Y EL TIEMPO LENTO. Quedó atrás también el tiempo dilatado y extenso. Los larguísimos veranos, las interminables vacaciones escolares. Las dilatadas y lentas horas de la siesta vagando por la quinta, honda en mano, o saltando por las piedras de la cañada cercana. La tremenda, inabarcable duración que tenía un año!!



(l) “Masita”: nombre que se da a los bizcochos en el interior.

(2) ”Isla”: plantación artificial de árboles, generalmente eucaliptos.

(3) Luego del divorcio de doña Modesta Urrutia, el tío Ramón pasó a vivir en la estancia, donde se encargó de las tareas de capatacía.

(4) Hace pocos años pasé por el hoy reconstruido Café Vaccaro (ahora “Gran Café Vaccaro”) y pude observar que la estructura del viejo palco se mantiene intacta en el fondo del salón.

(5) La Casa Bianchi actual trabaja con dos spiedos eléctricos, pero mantiene funcionando también el viejo spiedo a leña. Modernizaron el local pero mantuvieron en funciones la antigua “caja” a un costado del salón, elevada construcción de madera con baranda de barrotes de fina marquetería. La ventanilla de la caja, queda, poco más o menos, a la altura de la cabeza del cliente.

(6) Dos o tres tranvías se enviaron al museo de la locomoción del Parque Fernando García, sobre Camino Carrasco. Pero se dejaron a la intemperie expuestos al sol a la lluvia y a los vándalos que se fueron llevando poco a poco sus bronces, luego sus cristales y finalmente maderas, asientos, artefactos. A los años sólo quedó sin fagocitar la base de hierro, los ejes y las pesadas ruedas. Aunque es probable que lo que no logró el hombre, lo haya concretado finalmente el herrumbre.

(7) Romeo Gavioli. Músico uruguayo, nacido en Montevideo en febrero de l9l3. Como compositor e intérprete de música popular fue primera figura en la década del ‘30 y del ‘40. En l93l debuta en los Casinos Municipales y poco después en el Tupí Nambá y en el teatro Royal, como primer violín de la Orquesta de Héctor Gentile. Como dato anecdótico, el pianista de esa orquesta era Lalo Etchegoncelay, más tarde primera figura de la música popular. Uno de los violines era Emilio Pellejero, futuro primer violín de la OSSODRE y futuro director musical de los primeros programas que en televisión, canal 5, presentara Horacio Ferrer, cuando todavía, casi desconocido, no había pasado a residir en Buenos Aires.
******************************
TRABAJO POR COMPLETAR =
**a.** Responde según el texto proporcionado:
(i) ¿Qué nombre se da a los bizcochos en el interior?
(ii) ¿De qué tareas se encargó el tío Ramón en la estancia?
(iii) ¿Con cuántos spiedos eléctricos trabaja la Casa Bianchi actual?
**b.** Retoma el texto proporcionado a partir de su última oración y continúalo.
El material que viene a continuación es independiente del texto proporcionado.

DATOS EN ESTUDIO =
******************************
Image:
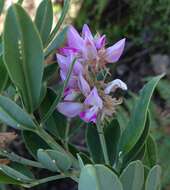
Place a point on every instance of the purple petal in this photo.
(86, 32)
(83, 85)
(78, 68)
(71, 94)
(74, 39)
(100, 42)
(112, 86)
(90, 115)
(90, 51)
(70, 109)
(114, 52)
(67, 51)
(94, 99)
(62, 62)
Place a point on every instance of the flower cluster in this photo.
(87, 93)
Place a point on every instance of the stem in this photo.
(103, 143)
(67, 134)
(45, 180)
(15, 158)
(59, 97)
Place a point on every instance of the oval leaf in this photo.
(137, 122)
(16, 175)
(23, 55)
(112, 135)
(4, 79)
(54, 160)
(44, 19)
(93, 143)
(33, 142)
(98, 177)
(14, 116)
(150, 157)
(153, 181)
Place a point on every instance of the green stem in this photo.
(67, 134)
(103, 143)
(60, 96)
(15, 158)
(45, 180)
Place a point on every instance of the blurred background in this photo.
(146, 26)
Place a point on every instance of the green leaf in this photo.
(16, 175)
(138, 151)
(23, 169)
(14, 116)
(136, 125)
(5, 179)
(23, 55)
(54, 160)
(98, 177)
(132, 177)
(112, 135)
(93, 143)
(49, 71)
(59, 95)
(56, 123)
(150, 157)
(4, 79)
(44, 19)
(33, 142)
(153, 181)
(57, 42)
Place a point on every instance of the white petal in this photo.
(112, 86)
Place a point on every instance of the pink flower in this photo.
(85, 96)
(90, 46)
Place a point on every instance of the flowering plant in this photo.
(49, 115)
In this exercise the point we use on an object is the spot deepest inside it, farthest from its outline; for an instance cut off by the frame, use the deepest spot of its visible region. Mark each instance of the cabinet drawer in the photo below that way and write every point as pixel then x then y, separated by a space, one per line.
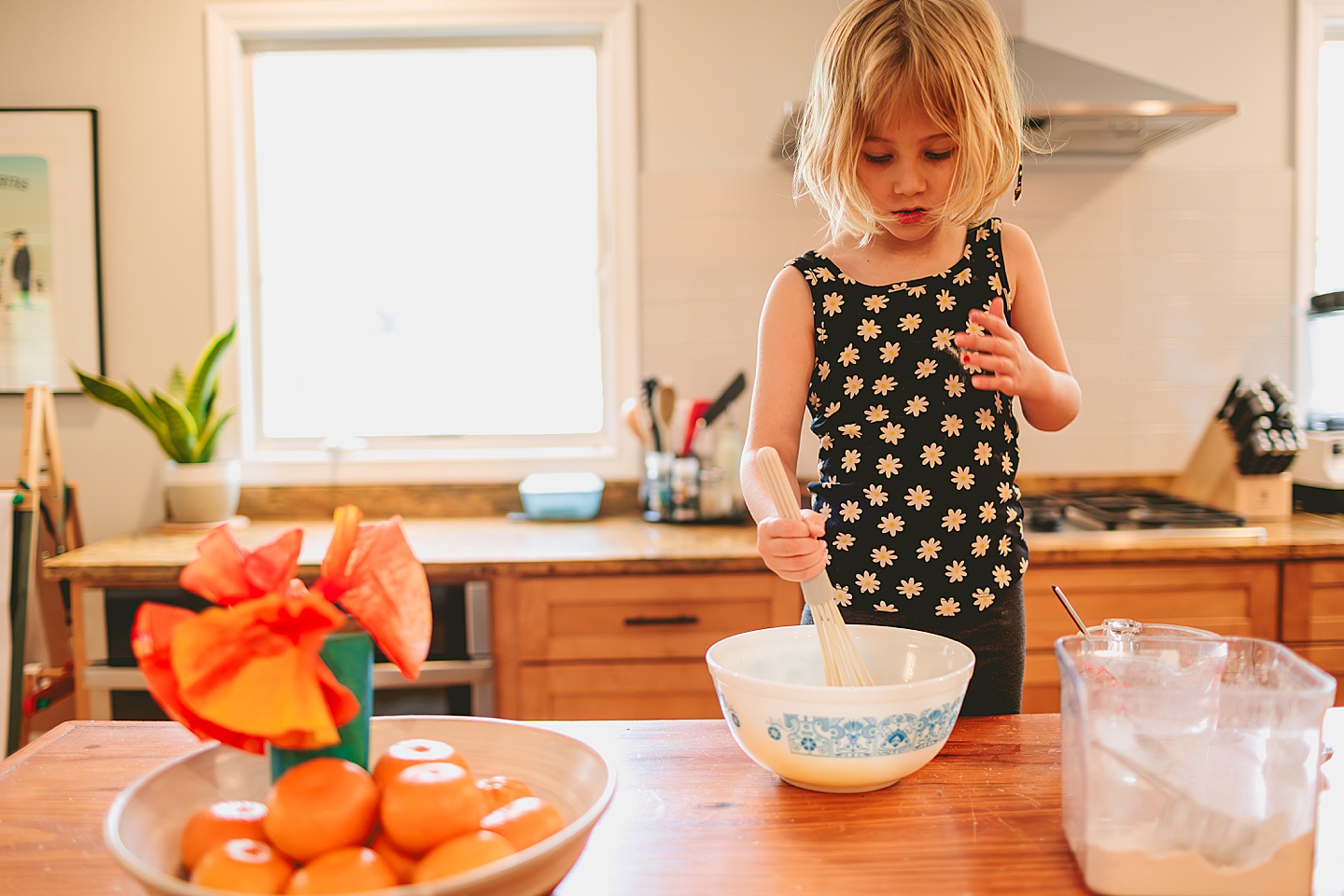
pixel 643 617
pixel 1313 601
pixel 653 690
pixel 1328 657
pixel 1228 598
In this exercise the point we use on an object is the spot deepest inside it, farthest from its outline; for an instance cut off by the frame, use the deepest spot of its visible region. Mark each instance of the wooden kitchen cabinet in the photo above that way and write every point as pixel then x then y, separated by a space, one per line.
******************************
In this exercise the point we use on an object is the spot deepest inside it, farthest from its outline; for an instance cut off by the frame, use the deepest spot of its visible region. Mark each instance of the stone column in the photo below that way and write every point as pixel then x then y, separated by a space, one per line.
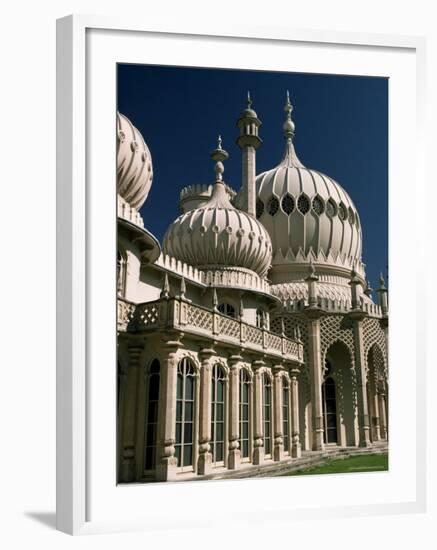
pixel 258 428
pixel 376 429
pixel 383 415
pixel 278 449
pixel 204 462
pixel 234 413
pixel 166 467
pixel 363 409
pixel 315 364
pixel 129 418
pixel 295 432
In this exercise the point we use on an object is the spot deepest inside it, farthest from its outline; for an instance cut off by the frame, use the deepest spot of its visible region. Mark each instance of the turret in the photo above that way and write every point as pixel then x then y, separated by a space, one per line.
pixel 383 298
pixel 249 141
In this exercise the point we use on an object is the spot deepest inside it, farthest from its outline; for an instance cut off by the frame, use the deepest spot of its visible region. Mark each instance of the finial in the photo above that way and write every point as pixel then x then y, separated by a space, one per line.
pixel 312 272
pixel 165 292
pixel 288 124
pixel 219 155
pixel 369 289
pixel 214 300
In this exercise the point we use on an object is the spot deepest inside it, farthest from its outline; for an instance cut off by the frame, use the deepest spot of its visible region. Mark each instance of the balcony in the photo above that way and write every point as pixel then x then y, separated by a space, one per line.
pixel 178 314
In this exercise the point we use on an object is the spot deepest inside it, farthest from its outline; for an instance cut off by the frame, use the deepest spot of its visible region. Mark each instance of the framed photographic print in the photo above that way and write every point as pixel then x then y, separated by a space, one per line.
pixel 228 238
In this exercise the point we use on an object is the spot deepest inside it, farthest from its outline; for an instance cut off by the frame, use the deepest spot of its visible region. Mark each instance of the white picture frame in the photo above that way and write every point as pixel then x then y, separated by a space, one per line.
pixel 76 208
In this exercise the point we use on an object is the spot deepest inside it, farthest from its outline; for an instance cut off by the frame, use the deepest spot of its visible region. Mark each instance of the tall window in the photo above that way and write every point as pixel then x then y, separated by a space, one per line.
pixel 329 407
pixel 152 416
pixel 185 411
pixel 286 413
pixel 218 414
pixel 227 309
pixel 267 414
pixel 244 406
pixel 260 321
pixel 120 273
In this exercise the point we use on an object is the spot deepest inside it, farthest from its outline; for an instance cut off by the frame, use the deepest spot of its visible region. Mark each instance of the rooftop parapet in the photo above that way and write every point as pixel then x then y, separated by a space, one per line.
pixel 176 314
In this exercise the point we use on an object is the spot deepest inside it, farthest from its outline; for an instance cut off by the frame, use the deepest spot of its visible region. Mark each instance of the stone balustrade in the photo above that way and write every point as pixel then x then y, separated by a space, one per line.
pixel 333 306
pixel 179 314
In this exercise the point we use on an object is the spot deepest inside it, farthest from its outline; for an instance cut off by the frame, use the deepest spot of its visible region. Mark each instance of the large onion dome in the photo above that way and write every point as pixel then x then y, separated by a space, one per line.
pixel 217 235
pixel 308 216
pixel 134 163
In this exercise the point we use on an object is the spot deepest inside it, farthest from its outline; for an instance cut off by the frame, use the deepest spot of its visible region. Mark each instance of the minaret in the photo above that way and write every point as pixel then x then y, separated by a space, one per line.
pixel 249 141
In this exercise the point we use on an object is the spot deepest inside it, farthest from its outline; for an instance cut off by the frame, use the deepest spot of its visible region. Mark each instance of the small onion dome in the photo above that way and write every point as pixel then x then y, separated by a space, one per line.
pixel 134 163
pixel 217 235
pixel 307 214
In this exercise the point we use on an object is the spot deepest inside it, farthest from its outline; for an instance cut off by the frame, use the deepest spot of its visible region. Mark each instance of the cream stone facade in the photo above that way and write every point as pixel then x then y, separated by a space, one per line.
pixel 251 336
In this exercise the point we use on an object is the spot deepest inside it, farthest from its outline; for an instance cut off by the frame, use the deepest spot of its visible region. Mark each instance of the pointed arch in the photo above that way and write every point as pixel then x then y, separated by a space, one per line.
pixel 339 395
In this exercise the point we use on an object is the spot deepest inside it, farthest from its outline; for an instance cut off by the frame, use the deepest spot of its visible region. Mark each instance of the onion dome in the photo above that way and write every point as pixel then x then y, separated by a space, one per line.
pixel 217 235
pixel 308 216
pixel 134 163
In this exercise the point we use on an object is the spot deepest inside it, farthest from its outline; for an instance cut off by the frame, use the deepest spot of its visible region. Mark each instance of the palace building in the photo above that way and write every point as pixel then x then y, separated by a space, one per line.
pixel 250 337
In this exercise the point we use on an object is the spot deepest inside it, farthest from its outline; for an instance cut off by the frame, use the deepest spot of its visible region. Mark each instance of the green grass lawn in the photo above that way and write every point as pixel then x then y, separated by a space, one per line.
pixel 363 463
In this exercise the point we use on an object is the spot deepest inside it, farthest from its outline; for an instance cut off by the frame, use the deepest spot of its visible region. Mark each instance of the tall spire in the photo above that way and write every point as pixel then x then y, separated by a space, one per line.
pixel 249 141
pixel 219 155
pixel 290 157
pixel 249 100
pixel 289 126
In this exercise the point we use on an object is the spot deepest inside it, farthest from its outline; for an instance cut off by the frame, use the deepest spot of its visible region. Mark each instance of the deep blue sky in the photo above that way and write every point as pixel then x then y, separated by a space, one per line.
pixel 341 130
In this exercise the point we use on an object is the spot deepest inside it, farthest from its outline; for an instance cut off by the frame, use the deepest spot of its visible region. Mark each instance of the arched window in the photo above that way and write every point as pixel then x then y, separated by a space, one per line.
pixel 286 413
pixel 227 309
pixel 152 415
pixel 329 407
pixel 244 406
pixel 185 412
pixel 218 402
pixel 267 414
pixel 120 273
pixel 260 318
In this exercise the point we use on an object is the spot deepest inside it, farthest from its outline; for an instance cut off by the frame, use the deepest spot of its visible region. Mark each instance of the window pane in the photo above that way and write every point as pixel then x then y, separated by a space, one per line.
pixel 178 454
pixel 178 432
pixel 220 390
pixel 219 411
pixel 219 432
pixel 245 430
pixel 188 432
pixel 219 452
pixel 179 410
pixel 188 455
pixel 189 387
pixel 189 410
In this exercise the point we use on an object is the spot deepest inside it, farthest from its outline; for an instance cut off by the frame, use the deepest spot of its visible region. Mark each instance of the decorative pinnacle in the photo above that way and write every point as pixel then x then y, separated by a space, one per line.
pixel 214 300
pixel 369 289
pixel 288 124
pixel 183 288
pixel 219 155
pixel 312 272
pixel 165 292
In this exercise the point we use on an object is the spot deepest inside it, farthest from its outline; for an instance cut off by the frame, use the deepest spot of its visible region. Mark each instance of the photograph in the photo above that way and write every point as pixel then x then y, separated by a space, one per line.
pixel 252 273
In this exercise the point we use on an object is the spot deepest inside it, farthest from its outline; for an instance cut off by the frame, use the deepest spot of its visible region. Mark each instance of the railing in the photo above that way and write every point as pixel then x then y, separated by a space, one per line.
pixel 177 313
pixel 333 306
******************************
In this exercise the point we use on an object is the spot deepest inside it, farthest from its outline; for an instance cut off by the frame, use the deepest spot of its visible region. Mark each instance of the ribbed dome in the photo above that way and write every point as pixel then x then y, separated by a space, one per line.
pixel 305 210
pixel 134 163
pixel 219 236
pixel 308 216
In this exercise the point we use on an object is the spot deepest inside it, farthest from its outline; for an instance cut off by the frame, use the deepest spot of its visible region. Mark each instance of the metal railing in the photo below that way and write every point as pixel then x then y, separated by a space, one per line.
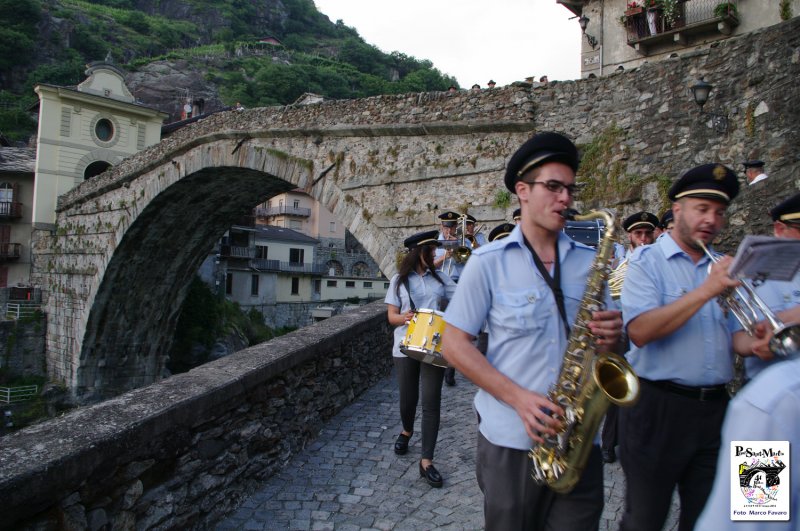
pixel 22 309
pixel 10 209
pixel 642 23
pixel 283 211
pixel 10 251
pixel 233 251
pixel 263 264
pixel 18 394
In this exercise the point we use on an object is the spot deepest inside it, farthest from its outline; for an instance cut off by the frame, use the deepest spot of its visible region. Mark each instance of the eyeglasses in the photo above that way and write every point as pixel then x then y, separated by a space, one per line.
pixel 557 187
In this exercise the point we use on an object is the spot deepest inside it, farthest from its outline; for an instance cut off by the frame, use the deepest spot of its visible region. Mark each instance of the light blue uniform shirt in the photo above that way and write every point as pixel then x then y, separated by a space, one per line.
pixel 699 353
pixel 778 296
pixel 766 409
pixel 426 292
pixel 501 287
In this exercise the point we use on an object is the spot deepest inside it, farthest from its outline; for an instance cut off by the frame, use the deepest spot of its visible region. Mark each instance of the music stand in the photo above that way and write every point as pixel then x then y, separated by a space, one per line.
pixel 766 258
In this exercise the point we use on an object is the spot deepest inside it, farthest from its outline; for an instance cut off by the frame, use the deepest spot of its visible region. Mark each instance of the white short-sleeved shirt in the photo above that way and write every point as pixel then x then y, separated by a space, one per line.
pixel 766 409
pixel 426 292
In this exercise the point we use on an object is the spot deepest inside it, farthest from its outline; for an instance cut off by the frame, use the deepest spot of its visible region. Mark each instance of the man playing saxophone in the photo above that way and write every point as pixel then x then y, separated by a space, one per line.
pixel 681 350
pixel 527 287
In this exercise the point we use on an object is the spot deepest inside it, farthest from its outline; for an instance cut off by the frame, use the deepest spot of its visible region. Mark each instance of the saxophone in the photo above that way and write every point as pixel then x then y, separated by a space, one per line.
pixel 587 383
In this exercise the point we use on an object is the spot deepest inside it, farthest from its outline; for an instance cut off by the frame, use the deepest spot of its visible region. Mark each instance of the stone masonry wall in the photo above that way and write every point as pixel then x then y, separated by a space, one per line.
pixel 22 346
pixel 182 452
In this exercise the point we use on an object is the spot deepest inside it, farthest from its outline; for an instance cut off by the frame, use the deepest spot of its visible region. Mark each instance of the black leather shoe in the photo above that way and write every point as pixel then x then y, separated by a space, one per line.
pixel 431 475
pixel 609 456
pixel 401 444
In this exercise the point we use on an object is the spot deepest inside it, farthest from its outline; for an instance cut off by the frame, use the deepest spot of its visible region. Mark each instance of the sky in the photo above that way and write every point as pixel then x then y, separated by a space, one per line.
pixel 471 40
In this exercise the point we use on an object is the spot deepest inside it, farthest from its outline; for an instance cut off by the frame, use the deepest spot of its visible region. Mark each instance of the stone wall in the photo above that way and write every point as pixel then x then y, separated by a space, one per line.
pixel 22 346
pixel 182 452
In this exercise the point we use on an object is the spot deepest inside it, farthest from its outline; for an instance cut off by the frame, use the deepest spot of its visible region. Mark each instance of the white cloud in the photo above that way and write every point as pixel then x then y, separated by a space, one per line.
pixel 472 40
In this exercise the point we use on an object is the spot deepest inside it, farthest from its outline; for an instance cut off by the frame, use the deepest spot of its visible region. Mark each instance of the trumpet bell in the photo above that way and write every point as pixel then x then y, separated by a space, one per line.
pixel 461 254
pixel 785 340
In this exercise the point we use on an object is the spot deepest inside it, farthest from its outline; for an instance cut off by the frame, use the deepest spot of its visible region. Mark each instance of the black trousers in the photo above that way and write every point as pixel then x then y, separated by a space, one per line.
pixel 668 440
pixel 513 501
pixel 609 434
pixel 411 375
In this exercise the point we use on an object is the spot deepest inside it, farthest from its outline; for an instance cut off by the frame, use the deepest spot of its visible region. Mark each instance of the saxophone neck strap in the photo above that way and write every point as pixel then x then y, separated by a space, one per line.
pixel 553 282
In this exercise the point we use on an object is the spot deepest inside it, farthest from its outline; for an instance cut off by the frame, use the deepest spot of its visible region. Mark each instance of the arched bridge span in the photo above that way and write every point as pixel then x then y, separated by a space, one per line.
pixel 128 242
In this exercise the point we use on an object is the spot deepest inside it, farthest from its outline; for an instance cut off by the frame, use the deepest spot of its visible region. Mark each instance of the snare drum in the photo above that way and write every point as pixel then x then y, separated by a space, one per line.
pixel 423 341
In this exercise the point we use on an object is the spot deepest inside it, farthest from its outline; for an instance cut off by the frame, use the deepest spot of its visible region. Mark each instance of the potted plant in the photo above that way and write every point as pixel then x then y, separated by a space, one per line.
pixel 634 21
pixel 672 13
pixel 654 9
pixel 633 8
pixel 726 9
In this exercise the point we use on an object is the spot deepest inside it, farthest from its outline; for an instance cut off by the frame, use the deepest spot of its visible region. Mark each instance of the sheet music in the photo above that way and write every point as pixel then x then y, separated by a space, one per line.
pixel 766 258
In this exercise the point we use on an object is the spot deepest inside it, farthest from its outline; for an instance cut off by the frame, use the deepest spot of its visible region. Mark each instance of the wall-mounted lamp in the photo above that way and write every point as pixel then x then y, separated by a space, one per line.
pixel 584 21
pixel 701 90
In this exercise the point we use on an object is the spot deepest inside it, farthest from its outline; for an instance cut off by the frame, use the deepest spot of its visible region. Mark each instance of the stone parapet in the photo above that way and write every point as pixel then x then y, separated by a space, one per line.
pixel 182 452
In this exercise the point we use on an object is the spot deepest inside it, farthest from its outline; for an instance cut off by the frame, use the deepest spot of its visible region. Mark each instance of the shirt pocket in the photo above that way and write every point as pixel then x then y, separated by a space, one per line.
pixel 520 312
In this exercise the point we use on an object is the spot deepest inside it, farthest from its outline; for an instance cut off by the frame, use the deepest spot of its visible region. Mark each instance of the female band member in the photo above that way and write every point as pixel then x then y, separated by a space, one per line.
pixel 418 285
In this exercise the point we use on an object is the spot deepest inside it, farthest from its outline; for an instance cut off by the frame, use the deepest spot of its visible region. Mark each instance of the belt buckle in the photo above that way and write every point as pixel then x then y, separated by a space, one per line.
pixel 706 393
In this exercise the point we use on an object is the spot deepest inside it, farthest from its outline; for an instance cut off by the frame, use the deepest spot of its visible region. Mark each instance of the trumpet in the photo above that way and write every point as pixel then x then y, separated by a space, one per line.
******************************
RESPUESTAS EN ORDEN =
**a.**
(i) "Masita".
(ii) De las tareas de capatacía.
(iii) Con dos.

**b.**
(8) Paquito Busto. Capocómico argentino que todos los años montaba comedias de gran éxito popular en el teatro l8 de Julio. Se cuenta que la final del 50 terminó poco más o menos que junto con su función en el l8. Se bajó el telón de apuro y Paquito al frente de todo su elenco se lanzó a festejar el triunfo celeste. Tanto gritó “Uruguay pa’ todo el mundo” que al día siguiente debió suspender la función por afonía.

(9) Juan José Castro. Nombre casi mítico para los amantes de la música “seria”. Fue director estable de la sinfónica del SODRE durante varios años consecutivos. De nacionalidad argentina, se tomó muy en serio su trabajo y al país que se lo brindaba. Puso a la OSSODRE a nivel de las mejores orquestas del mundo. Agotaba siempre las entradas cuando dirigía ¡y había que ver lo que costaba una entrada para sus conciertos! Alguna vez pude llegar a verlo desde el paraíso, parado en cuarta o quinta fila. Aunque en realidad lo que importaba era escucharlo.

(10) Washington Benavides, el poeta de Tacuarembó, hace referencia al Parque Capurro, partido en dos por la autopista, en el poema Contrastes de su obra "El Mirlo y la Misa" (Ed. Banda Oriental, año 2000). Vale transcribir algunos versos de gran belleza, pero que pintan dolorosamente lo que queda hoy del que fuera todo un centro social de una época. Hasta centro deportivo, cuando las damas de alta sociedad lucían sus habilidades en la pista de patinaje del parque.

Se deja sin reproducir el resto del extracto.